VORLIEGENDER TEXT:
* * * * * * *

Von der Anbetung gegen Morgen (Sonnenaufgang)

(Warum die Kirche gegen Morgen und äußerlich anbete. Ungeschriebene Überlieferung)

Genaue Darlegung des rechten Glaubens, Buch IV, Kapitel 12:

 

NICHT GRUNDLOS UND ZUFÄLLIG beten wir gegen Aufgang an, sondern weil wir aus einer sichtbaren und unsichtbaren, d.h. sinnlichen und geistigen Natur zusammengesetzt sind, bringen wir dem Schöpfer auch eine doppelte Anbetung dar; gleichwie wir auch im Geiste psallieren und mit den leiblichen Lippen und getauft werden mit Wasser und Geist und auf zweifache Weise mit dem Herrn verbunden werden, indem wir an den Mysterien (Sakramenten) Teil haben und an der Gnade des Geistes.

Weil also Gott ein geistiges Licht ist[1] und Christus in den Schriften „Sonne der Gerechtigkeit[2] und „Aufgang[3]  genannt ist, darum ist ihm der Aufgang geweiht. Denn alles Schöne ist Gott zu weihen, durch den alles Gute ist.

Es sagt aber auch der göttliche David: „Ihr Reiche der Erde, singet Gott, psallieret dem Herrn, der über den Himmel des Himmels hinschreitet gegen Aufgang.“[4] Ferner aber auch sagt die Schrift: „Es pflanzte Gott das Paradies in Eden gegen Aufgang; dahin setzte er den Menschen, den er gebildet.“[5] und nach der Übertretung vertrieb er ihn und „siedelte ihn an gegenüber dem Paradiese der Wonne“[6], gegen Untergang nämlich. Das alte Vaterland also suchend und nach demselben hinblickend, beten wir Gott an.

* * * * * * *

AUFGABEN:
A – Gib aus dem Text über die Anbetung gegen Morgen die Stelle wortgetreu wieder, beginnend mit „(Warum die Kirche“ und fortlaufend bis einschließlich „alles Gute ist.“.
B – Beantworte anhand des Textes über die Anbetung gegen Morgen die folgenden Fragen.
(i) Womit werden wir laut dem Text getauft?
(ii) Welche zwei Namen trägt Christus in den Schriften?
(iii) Wohin pflanzte Gott laut der Schrift das Paradies?
C – Nenne alle Vorgänge, die der Text über die Anbetung gegen Morgen mit „gleichwie“ an die doppelte Anbetung anschließt, jeweils mit ihren zwei Weisen.
Die Einträge werden hierfür nicht gebraucht.

EINTRÄGE:
* * * * * * *

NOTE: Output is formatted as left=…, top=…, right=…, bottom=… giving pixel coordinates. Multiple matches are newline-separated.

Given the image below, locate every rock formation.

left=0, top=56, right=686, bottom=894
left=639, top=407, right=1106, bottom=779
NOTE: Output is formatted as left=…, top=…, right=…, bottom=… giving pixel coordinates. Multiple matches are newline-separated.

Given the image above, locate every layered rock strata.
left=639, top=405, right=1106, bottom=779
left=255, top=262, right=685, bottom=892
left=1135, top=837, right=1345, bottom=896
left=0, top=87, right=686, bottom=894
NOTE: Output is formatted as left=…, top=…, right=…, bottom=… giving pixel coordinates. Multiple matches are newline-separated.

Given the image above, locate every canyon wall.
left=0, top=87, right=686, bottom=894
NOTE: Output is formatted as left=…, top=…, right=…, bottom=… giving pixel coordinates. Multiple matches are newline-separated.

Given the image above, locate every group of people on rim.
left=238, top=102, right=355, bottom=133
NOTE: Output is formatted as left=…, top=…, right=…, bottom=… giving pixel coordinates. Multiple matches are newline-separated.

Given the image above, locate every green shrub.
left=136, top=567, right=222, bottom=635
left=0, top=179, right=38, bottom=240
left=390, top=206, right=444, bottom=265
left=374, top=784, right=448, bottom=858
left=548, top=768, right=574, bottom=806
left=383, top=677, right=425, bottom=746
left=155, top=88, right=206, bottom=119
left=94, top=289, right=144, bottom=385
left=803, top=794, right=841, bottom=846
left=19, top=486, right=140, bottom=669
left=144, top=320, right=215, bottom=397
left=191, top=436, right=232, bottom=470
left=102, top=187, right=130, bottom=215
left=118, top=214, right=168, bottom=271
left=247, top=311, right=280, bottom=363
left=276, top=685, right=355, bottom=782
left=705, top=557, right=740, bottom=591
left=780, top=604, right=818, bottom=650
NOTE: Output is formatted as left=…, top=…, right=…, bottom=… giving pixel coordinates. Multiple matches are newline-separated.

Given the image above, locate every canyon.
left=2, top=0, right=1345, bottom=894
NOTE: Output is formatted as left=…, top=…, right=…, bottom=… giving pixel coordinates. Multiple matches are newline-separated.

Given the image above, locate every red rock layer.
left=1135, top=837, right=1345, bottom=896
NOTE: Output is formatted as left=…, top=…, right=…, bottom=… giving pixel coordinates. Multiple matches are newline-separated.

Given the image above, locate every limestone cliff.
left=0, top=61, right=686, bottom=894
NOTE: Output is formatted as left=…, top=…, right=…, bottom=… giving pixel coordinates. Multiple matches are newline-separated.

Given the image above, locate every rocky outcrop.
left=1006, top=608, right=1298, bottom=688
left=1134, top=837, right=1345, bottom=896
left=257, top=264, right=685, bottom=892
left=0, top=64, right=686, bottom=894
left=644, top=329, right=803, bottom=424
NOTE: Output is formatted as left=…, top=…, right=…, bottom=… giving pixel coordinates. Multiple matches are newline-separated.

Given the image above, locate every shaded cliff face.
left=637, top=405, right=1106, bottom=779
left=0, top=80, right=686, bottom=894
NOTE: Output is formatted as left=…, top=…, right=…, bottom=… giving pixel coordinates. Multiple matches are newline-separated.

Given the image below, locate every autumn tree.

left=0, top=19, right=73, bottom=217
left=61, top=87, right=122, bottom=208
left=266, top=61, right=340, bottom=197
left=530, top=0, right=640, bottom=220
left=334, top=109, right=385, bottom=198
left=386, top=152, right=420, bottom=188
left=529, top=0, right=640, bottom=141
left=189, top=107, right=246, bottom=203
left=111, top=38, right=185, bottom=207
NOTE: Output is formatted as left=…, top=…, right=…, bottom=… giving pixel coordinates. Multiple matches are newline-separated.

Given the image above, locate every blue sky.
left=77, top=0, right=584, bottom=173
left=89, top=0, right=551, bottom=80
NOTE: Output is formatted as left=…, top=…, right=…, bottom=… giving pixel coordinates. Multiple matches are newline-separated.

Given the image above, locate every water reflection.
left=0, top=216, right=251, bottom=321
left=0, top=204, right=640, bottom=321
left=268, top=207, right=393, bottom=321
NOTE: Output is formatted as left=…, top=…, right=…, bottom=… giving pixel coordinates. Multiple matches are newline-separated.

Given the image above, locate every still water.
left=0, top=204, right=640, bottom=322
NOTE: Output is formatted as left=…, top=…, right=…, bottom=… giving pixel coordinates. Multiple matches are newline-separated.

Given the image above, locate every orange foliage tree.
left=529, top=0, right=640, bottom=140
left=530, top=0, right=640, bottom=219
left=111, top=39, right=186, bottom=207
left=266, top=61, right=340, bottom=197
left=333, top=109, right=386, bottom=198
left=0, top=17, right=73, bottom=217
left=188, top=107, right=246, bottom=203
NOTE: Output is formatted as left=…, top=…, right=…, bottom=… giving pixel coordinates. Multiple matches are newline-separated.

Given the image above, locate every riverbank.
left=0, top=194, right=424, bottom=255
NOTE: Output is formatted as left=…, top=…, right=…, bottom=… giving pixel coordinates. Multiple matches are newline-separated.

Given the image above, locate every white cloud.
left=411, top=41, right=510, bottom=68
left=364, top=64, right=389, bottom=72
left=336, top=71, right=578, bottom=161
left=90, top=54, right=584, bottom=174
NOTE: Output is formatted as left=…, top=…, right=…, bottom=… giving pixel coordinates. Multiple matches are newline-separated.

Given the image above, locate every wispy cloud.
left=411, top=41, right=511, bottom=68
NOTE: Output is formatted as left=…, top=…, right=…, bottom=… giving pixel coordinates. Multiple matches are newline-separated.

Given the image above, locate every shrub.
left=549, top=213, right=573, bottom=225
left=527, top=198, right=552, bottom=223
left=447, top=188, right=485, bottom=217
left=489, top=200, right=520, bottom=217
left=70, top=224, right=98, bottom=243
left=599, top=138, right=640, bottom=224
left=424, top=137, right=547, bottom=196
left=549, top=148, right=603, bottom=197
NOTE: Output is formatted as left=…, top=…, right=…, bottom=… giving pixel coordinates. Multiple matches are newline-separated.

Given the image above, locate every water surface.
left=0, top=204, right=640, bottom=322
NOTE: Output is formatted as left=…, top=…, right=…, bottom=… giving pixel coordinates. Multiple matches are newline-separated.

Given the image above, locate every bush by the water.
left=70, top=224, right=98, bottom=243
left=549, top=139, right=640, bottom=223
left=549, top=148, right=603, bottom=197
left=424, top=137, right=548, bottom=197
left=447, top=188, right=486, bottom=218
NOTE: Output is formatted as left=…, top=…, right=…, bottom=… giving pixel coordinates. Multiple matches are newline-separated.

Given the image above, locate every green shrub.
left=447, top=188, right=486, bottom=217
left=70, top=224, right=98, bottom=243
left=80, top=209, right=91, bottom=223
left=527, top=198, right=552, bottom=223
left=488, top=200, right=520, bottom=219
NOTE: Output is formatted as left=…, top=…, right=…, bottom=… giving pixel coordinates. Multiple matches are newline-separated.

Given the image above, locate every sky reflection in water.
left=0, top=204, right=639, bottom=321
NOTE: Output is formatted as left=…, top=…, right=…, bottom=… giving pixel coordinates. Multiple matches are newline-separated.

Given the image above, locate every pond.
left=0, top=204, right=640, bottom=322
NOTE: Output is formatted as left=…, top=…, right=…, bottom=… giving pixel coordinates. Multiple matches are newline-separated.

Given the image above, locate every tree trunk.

* * * * * * *

ANTWORTEN:
A –
(Warum die Kirche gegen Morgen und äußerlich anbete. Ungeschriebene Überlieferung)

Genaue Darlegung des rechten Glaubens, Buch IV, Kapitel 12:

 

NICHT GRUNDLOS UND ZUFÄLLIG beten wir gegen Aufgang an, sondern weil wir aus einer sichtbaren und unsichtbaren, d.h. sinnlichen und geistigen Natur zusammengesetzt sind, bringen wir dem Schöpfer auch eine doppelte Anbetung dar; gleichwie wir auch im Geiste psallieren und mit den leiblichen Lippen und getauft werden mit Wasser und Geist und auf zweifache Weise mit dem Herrn verbunden werden, indem wir an den Mysterien (Sakramenten) Teil haben und an der Gnade des Geistes.

Weil also Gott ein geistiges Licht ist[1] und Christus in den Schriften „Sonne der Gerechtigkeit[2] und „Aufgang[3]  genannt ist, darum ist ihm der Aufgang geweiht. Denn alles Schöne ist Gott zu weihen, durch den alles Gute ist.

B –
(i) Mit Wasser und Geist.
(ii) „Sonne der Gerechtigkeit“ und „Aufgang“.
(iii) In Eden gegen Aufgang.

C –
- Psallieren: im Geiste und mit den leiblichen Lippen
- Getauft werden: mit Wasser und Geist
- Mit dem Herrn verbunden werden: durch Teilhabe an den Mysterien (Sakramenten) und an der Gnade des Geistes